• _Directions_: Can you continue the course paper guidelines from where they stop?
Segment Start: Study text
Final Submission: Final version of the paper. This must be a complete, well-written paper.
You will turn in:
- a NON-ANONYMIZED PDF of the paper,
- a PDF document discussing the changes made, both as a result of the reviews/feedback and along with any unprompted changes, and
- the paper’s source (such that we could regenerate the PDF). As with the initial submission, you may also provide a written description of what, if any, writing assistance you received (e.g., the GSA Writing Advisor).
Paper Topics
Please select a topic from the ones listed below. With consultation of the instructor, you may propose your own topic.
Hierarchical/Advanced Language Modeling
For this topic, you will examine advanced and/or hierarchical approaches to language modeling.
Grounded Language Processing
For this topic, you will examine how non-language signals (e.g., image or audio features) can help NLP tasks, how NLP tasks/models can improve understanding/analysis of those non-language signals, or both.
Structured Prediction for NLP
For this topic, you will examine structured prediction for a single task, or a significant, relevant aspect of that task. Roughly, structured prediction is any task that given an input, produces some object or label with an internal structure, such as a syntax tree or semantic frame.
Computational Methods for Linguistic Subfields
For this topic you will examine how computational/statistical models are developed to better explain (or mimic) linguistic phenomena/subfields. For example, you could explore computational approaches to phonology, morphology, syntax, semantics, or pragmatics—or any combination, e.g., morphosyntax, syntactic- semantic, phonology/morphology, typology, etc.
Natural Language Generation
For this topic you will examine methodological and/or evaluation approaches for generating natural language. Classic examples of natural language generation include machine translation and abstractive summarization. There’s an entire SIG (special interest group) on generation (SIGGEN) and a conference (INLG) devoted to it.
Segment End: Study text
Segment Start: Data
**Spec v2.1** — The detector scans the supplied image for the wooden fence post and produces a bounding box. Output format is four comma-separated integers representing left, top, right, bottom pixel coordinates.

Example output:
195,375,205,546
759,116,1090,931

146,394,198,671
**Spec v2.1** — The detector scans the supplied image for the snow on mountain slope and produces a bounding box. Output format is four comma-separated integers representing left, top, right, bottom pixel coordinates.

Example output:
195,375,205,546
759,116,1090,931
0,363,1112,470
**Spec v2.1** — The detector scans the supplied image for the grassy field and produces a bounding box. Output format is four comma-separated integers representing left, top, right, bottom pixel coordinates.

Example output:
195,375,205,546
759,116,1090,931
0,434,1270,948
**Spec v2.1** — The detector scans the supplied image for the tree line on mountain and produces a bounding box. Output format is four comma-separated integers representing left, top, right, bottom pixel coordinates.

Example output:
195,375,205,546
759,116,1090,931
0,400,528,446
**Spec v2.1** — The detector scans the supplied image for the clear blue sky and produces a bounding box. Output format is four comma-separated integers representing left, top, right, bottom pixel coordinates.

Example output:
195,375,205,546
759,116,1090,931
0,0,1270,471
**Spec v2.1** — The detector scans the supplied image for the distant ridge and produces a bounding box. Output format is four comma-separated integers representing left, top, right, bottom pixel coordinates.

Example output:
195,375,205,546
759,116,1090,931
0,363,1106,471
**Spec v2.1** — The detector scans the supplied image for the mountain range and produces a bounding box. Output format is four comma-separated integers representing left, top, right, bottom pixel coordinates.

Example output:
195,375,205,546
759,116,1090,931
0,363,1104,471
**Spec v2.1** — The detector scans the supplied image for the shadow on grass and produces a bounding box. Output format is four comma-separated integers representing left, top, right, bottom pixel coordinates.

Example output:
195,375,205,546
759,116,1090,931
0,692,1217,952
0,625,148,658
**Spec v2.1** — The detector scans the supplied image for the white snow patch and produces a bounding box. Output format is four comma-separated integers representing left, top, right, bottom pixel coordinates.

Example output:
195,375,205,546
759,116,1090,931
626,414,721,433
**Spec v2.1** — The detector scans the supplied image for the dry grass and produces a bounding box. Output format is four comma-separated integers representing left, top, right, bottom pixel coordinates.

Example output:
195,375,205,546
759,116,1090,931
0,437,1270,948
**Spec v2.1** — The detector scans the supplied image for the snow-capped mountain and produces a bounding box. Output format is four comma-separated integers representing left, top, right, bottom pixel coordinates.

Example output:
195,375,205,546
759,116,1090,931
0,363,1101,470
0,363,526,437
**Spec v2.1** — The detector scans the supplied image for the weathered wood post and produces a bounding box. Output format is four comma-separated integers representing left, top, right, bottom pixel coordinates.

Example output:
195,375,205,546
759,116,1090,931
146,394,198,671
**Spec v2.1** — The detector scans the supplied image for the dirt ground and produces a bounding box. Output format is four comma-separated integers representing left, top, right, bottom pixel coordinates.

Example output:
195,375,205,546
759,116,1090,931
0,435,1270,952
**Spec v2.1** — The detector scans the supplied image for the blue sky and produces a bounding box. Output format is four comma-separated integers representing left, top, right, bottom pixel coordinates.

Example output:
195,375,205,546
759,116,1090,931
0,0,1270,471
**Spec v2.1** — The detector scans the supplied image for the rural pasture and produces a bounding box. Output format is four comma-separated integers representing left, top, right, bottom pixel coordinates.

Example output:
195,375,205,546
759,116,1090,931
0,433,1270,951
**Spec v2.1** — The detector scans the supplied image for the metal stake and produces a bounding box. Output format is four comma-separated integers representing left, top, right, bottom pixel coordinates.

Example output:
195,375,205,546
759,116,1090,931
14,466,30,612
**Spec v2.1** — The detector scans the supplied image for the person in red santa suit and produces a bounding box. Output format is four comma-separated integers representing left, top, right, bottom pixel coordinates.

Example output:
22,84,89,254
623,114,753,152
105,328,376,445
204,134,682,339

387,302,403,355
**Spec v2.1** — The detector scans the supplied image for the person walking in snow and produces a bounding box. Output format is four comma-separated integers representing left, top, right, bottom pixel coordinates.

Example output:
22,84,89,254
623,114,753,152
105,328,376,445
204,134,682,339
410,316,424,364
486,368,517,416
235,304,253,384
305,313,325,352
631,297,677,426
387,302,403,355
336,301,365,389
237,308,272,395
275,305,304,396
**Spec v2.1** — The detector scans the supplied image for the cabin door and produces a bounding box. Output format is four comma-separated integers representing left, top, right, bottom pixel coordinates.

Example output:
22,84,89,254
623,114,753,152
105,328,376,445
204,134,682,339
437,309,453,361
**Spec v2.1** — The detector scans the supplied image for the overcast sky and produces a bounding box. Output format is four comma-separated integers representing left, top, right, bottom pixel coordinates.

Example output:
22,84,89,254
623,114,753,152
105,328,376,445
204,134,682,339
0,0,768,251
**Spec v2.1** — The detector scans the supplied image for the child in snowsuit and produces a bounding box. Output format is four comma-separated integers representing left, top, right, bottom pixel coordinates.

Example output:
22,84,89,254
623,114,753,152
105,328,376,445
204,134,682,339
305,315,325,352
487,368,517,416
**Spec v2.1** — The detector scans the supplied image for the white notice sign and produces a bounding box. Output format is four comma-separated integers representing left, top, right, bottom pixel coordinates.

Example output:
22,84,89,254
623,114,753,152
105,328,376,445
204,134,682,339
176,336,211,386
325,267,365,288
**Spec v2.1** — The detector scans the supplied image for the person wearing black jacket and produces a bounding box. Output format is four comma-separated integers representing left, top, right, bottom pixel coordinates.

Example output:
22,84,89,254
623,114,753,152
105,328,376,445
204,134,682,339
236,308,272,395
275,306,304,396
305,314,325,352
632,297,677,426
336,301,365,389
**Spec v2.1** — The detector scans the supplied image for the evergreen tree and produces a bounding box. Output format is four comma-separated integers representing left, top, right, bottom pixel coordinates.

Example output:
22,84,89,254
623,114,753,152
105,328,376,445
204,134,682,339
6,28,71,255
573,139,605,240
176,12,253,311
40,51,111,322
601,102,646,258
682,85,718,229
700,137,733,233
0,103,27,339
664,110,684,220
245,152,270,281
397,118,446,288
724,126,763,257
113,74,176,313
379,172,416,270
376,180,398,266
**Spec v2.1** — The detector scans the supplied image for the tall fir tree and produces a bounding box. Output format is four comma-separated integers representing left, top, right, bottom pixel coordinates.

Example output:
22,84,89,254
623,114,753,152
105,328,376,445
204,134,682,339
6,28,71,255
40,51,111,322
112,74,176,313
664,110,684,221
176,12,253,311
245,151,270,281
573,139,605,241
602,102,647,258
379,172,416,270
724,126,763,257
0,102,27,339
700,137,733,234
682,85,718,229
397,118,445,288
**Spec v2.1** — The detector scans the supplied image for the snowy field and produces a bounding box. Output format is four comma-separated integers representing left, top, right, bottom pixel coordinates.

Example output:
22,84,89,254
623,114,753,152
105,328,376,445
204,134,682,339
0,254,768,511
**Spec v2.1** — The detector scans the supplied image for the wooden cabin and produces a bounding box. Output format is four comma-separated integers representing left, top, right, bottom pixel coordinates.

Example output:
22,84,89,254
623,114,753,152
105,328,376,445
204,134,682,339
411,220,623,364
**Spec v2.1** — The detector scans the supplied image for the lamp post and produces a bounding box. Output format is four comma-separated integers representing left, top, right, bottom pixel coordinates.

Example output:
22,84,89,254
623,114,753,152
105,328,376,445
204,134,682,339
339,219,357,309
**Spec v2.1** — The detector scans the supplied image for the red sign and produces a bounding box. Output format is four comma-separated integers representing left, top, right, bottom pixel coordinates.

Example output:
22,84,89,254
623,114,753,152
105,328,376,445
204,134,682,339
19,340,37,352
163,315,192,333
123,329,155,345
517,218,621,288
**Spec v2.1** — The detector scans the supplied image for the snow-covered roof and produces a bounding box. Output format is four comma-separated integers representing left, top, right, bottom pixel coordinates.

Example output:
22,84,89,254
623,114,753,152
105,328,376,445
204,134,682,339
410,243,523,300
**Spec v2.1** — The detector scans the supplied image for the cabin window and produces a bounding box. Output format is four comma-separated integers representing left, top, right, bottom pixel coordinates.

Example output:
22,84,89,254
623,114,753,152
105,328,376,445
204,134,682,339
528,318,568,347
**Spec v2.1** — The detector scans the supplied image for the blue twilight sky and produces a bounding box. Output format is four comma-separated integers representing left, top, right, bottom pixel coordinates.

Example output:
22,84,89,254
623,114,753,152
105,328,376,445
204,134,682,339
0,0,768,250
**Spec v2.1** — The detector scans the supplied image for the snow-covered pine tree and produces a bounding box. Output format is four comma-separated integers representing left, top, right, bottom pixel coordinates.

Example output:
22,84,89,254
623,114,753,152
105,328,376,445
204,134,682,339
Segment End: Data
• _Answer for the task_:
Ethical Issues and Bias in NLP
For this topic you will explore ethical concerns (and approaches for dealing with them) in NLP, and/or issues of implicit/explicit bias in NLP models. You might want to check out the FAccT conference proceedings if you’re interested in this topic.
NLP for [Insert Your Area Here]
For this topic you would survey how NLP can be used in an area of study of interest to you. For instance, there are special interest groups (called SIGs) for NLP for the humanities, Semitic languages, and biomedical applications—among many others. Look at the “SIGs” row at to bottom of the ACL Events table at https://aclanthology.org/.
Your Choice!
Unsatisfied with any of the above options? Then feel free to pick your own topic. The requirement is that you must clear it with the instructor first and it must have a significant relevance to material covered in this course.
Resources
What types of sources that you should cite in your paper?
Resources you can use
- peer-reviewed conference papers
- peer-reviewed journal papers
Resources you are allowed to use but should limit the use of
- arXiv preprints
- peer-reviewed workshop papers
- technical reports (e.g., official reports posted by developers to explain their new model)
Resources you shouldn’t use
- blog posts
- course materials from this class (such as slides)
- other online courses and their materials
- slides from tutorials or presentations for papers given at conferences
- textbooks
- any sort of article, writing, manuscript, or slides not covered by the previous list (unless specifically approved in advance, in writing)
Assignment adapted from Dr. Frank Ferraro.